• [PROBLEM REQUIREMENTS] In the passage on off-list references, roughly what share of finalists in any search have at least one on-list reference who reveals the candidate's significant limitations?

• [PASSAGE PROVIDED]
****************************************

One of the most critical moments for a search committee, and one of the more perilous for an applicant, is when it gathers information from people who are not on the candidate's list of references.
I am a strong believer in the value of "off-list" references. But I recognize that they raise some sticky issues, so I'm writing here to offer advice about how both search committees and candidates can protect their interests while reducing harm to the interests of the other. Since I am a search consultant, the context of my comments is administrative searches, but I hope these comments will also be helpful to those involved in faculty and other kinds of searches.
From the search committee's perspective. Off-list references are valuable because they can provide a range of candid commentary, not influenced by friendship. Many committee members believe that on-list references will say only positive things. But it is remarkable how often a candidate's own references raise reservations or even red flags. Probably half of the finalists in any search have at least one on-list reference who reveals a candidate's significant limitations as well as strengths. I think it is a moral responsibility of committees and consultants to draw fully upon on-list references before going off the list.
On-list references can be made even more candid and trustworthy. I suspect that written letters of reference are significantly less reliable than phone conversations. If a search committee requests only letters (as is often done in faculty searches), full disclosure and candor seem much less likely than if a committee member or consultant talks by phone or face to face with the person providing the reference. The listener can hear between the lines and can ask follow-up questions about areas of concern or ambiguities.
But even with the most vigorous on-list reference calls, due diligence requires contacting people who may not be on the candidate's list. To hire someone without talking with key colleagues—current and previous supervisors, peers, staff members, senate or union leaders, donors (as appropriate to the position)—is risky, even foolhardy.
Several recent appointments have astonished those of us in hiring circles who knew that the search committees must not have made enough off-list phone calls. The premature end of those candidates' appointments came as no surprise. In addition to the harm that might come to an institution as a result of a bad hire, an Ethicist column in The New York Times in May 2012 pointed out that "hiring the wrong candidate" is also bad "for the better candidate you would have hired had you done your homework."
Search committees often face challenges in approaching off-list references. Many candidates tell the committee that calls to their current employer will harm them. They will become a lame duck or appear disloyal, and so on.
What can a committee do to ease those concerns and act responsibly?
- Ask the candidate for permission before making any reference calls—both for people specifically listed as references, and then later to get the applicant's general agreement that the committee or consultant may call anyone, with names unspecified. Place the calls carefully, and request confidentiality.
- Committees should contact off-list references for only a small number of serious finalists, or for candidates whose public interviews have already ended their confidentiality.
- In an extreme case, in which confidence in a candidate's strengths is high, or when committee members are persuaded that the candidate will withdraw if off-list calls are required, a committee might make those calls only to confirm information before extending an offer of appointment.
- Try to control the content of these conversations, so they seem less like an investigation and more like a balanced series of questions seeking information about a candidate's strengths and weaknesses. Even if you are most interested in whether the candidate respects shared governance, for example, you should ask about a broader range of topics. Doing so can actually turn out to be equally revealing.
From the candidate's perspective. Remember that you can't always control a committee's decision to go off list. As soon as your name has been announced (or leaked), the free-for-all begins. Anticipate that, and be prepared for it. Don't accept an invitation to an open (i.e., nonconfidential) interview if you can't handle the risk that there will be calls to your campus to ask about you, including calls from the student newspaper. But as long as candidates' names are held only within the search committee, no off-list calls (or on-list calls, for that matter) should be made without your permission.

****************************************

• [DATA SEGMENT]
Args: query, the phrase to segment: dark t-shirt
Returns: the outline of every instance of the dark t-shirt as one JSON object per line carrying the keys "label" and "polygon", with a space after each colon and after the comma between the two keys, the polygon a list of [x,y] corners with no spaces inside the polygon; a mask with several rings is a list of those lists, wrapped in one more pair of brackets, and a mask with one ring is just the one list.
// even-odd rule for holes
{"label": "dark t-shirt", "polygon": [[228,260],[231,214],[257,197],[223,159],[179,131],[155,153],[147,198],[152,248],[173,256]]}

****************************************

• [TASK OUTPUT] Probably half of the finalists.